What is required
Please continue the essay below, a non-theist reply about "wasting" one's cancer, from where it stops.

Provided text
——————————

You will waste your cancer…

Carlos Wilton, Presbyterian pastor and cancer survivor, has an excellent post up where he comments an article by a second ministerial cancer survivor. This time the cancer survivor is John Piper, mega-church pastor and Prostate cancer survivor.

Piper’s article, Don’t Waste Your Cancer, lists 10 ideas for using cancer to affirm and strengthen faith. Wilton comments on the 10 ideas, agreeing with 7 and eviscerating the others.

You might want to go read the original first article and Wilton’s response before moving to my non-theist response which you can find after the fold. I am not as nice as Wilton.

First off, I find the initial premise strange. The idea that once can waste cancer any more than one could waste debilitating allergies, blindness or perhaps the wonderful view of a sunrise each morning is foreign to me.

Cancer happens; allergies happen; sunrises happen. While the diagnosis of cancer forces people to come to terms with issues like mortality, being, time and perhaps their place in the universe, it is arguably no different than any chronic, potentially deadly illness. It can’t be wasted any more than today’s sunrise was wasted.

I daily celebrate the smallest things in my world. (For example, today is a weasel day for me; perhaps the highlight of my week. Why? I was lucky enough to spot one of the little ferret-like, wire chewing varmints on my way to work. He stopped and looked at me, wiggling his nose and with his round ears straining for every sound. Our paths crossed and parted; I carry the quietness of the moment with me for the rest of the day.)

Thus, you can’t waste cancer. You can use it to readjust your thinking. You can use cancer to attempt to find meaning in your life or to reinforce the meaning you knew existed. The choice is individual. But I think “wasting” the opportunity of a life-threatening illness is like wasting the opportunity not to be pushed off a bridge. It is not something I directly understand. While I quote original items, you might consider my comments answering the question not “You will waste your cancer…” but “You miss the opportunity …”

Note: I reordered the points, much like Wilton, simply to put what I consider realistic reactions first.

“You will waste your cancer if you refuse to think about death”

Cancer reminds individuals of individual mortality. The diagnosis is like the sound of the incoming mortar to a soldier, survival – the near miss. Do you think about death? There is a simple question that can answer that. Do you have a legal will? If yes, you have thought about death. Humans approach risks poorly. Cancer is a reminder that risk can sometimes become a very deadly reality. Remember though, cancer is only one risk of many.

I don’t morbidly ponder death, but I do approach it and spend time thinking of my place in society. I can’t conceive of a life after this one, existence just ends. But I do ask the question of how that life ends. But a life changing event that gets one to examine their life? I would agree with this.

“You will waste your cancer if you let it drive you into solitude instead of deepen your relationships with manifest affection.”
Any setback used to increase solitude as opposed to outreach is poorly used.

Often the reason for this is a false sense of being a burden, an unease with making people, well, uneasy, modern society’s disconnect with death and serious illness. Using each day to reconnect with people or brighten someone’s day is good; using specific events perhaps to reconnect with lost family and friends is also a good thing; retreat unadvisable at best.

“You will waste your cancer if you grieve as those who have no hope.”
Strange thing to say. Once could rephrase this simply to say – “don’t fall into an unending depression” or perhaps “buck up little camper”. Depression and grieving is a part of the process; some overcome it quickly, others have more trouble.

——————————

[Referring expression data based on photos]
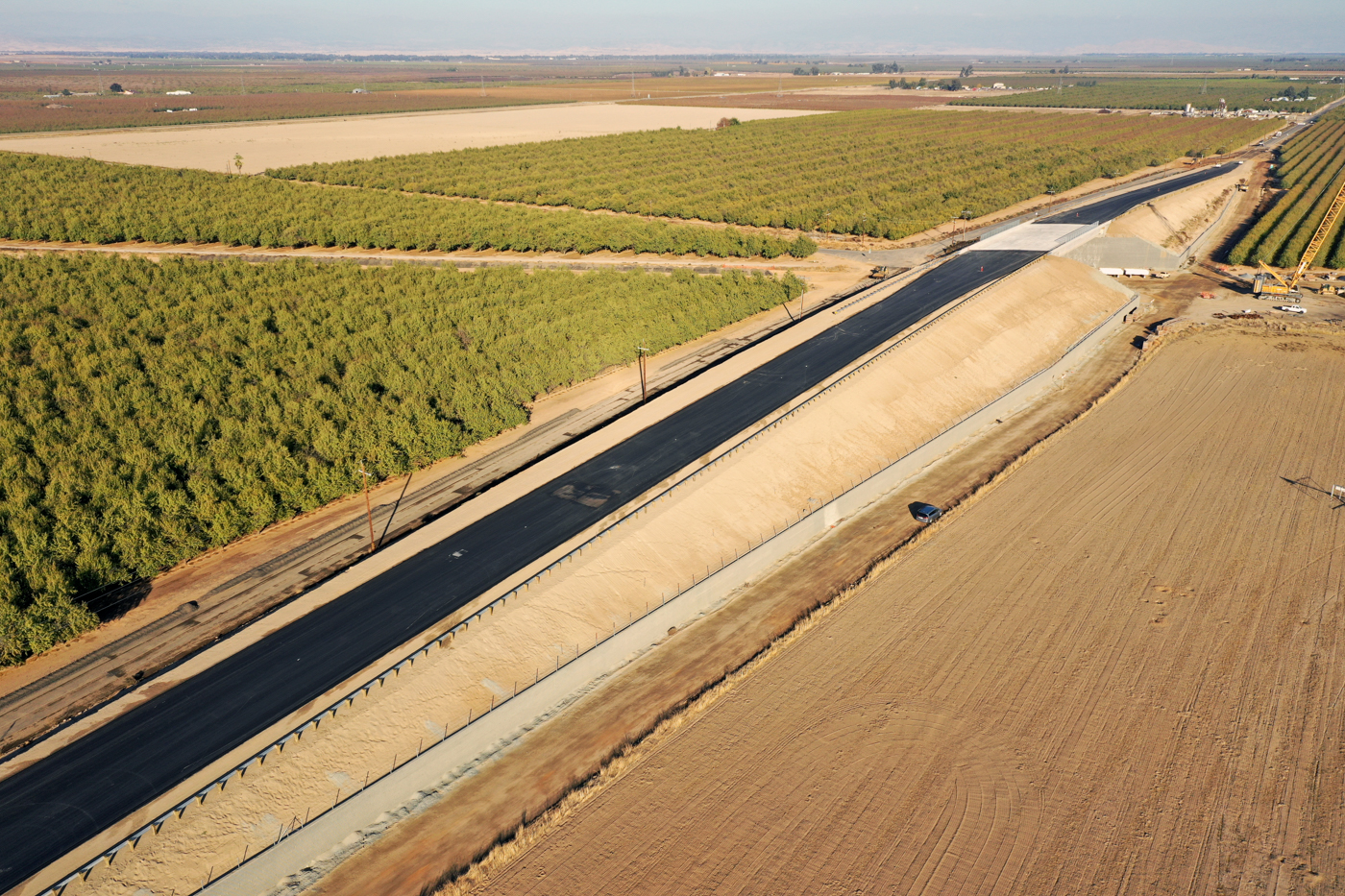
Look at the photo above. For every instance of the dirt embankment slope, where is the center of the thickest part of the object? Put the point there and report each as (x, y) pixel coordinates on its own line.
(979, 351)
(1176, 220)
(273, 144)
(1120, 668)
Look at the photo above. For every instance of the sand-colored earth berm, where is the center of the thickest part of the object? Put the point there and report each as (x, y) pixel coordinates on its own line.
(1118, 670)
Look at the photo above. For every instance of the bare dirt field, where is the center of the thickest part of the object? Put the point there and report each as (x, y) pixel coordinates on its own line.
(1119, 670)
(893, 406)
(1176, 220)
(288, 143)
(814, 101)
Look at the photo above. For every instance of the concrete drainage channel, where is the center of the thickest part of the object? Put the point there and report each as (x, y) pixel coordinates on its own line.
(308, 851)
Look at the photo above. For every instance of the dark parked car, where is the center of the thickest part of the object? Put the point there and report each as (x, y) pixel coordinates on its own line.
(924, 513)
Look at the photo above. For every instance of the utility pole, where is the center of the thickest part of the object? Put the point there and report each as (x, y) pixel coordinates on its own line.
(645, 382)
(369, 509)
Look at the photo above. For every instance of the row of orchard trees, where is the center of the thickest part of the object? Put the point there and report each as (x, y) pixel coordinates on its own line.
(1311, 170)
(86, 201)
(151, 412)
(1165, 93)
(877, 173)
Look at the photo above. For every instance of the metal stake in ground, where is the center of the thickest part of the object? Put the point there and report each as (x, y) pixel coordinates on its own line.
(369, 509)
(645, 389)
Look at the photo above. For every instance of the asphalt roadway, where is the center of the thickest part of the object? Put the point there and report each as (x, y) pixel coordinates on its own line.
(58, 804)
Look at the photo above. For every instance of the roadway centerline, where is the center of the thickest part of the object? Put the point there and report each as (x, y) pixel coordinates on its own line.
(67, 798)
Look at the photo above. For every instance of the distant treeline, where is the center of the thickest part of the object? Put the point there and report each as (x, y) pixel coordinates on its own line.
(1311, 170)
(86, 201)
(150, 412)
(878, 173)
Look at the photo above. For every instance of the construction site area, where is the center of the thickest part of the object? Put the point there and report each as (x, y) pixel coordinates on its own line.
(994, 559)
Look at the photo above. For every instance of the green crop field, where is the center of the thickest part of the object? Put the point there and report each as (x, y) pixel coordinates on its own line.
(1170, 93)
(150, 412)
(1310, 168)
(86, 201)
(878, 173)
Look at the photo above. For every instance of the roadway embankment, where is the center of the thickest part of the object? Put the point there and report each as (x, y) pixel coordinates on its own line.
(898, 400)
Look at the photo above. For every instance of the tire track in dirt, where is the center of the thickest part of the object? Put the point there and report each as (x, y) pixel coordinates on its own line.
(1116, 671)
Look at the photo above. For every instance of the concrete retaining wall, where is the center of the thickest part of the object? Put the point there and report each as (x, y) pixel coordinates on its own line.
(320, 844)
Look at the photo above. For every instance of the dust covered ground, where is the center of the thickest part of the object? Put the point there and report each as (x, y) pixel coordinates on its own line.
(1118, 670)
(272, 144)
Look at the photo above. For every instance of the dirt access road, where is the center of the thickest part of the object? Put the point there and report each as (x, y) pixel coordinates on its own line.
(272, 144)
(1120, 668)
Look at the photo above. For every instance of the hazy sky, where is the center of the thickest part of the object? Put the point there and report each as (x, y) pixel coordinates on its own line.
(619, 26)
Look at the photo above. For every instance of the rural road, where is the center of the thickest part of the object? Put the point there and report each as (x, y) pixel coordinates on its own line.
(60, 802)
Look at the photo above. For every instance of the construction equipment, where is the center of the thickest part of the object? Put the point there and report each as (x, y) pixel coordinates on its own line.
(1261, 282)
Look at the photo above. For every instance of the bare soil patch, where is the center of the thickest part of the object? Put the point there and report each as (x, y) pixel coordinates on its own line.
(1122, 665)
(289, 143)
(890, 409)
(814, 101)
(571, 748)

——————————

Expected answer
To present hope where hope is still possible is good advice, to despair in the face of unchangeable realities foolish.

“You will waste your cancer if you spend too much time reading about cancer and not enough time reading about God.”
Um – No. Sorry.

While I do spend a fair amount of time reading about what other people think about God, I would prefer understanding the process of the cancer; what treatments are available and why one is chosen over another. Especially in an early detected, slowly developing illnesses or a chronic problem. It is better to be able to understand enough to stop one specialist from overturning the months of work done by a prior health professional. It is also important to understand and be able to listen to the person who is treating you.

Should one bury themselves in scripture? If it helps the depression/hope thing that’s fine. But being an informed patient is equally important. Study scripture? Study Sun Tzu!

Know your enemy and know yourself, find naught in fear for 100 battles. Know yourself but not your enemy, find level of loss and victory. Know thy enemy but not yourself, wallow in defeat every time.

“You will waste your cancer if you fail to use it as a means of witness to the truth and glory of Christ.”
Um – No. I can understand Wilton, it’s his job to agree with these things. To me, this sentence is an oxymoron. I just can’t go there. For me “Truth” and “Glory of Christ” just don’t match up.

But to each their own.

“You will waste your cancer if you seek comfort from your odds rather than from God”
Interesting. On the one hand, creationists and intelligent design people, including Piper himself, will use chance as an argument to further their interpretation of the will of God. Here the odds should be ignored in favor of belief.

I would agree that an undue interest in playing the odds isn’t called for. Just like the idea that you might not win the lottery, but someone probably will.

Cancer and cancer treatments are like a lottery with players who are forced to play. Some will win and some will lose. But to focus exclusively on the odds when you can’t change the game isn’t healthy.

On the other hand, judicious use of statistics can help determine what treatments are useful.

“You will waste your cancer if you think that ‘beating’ cancer means staying alive rather than cherishing Christ.”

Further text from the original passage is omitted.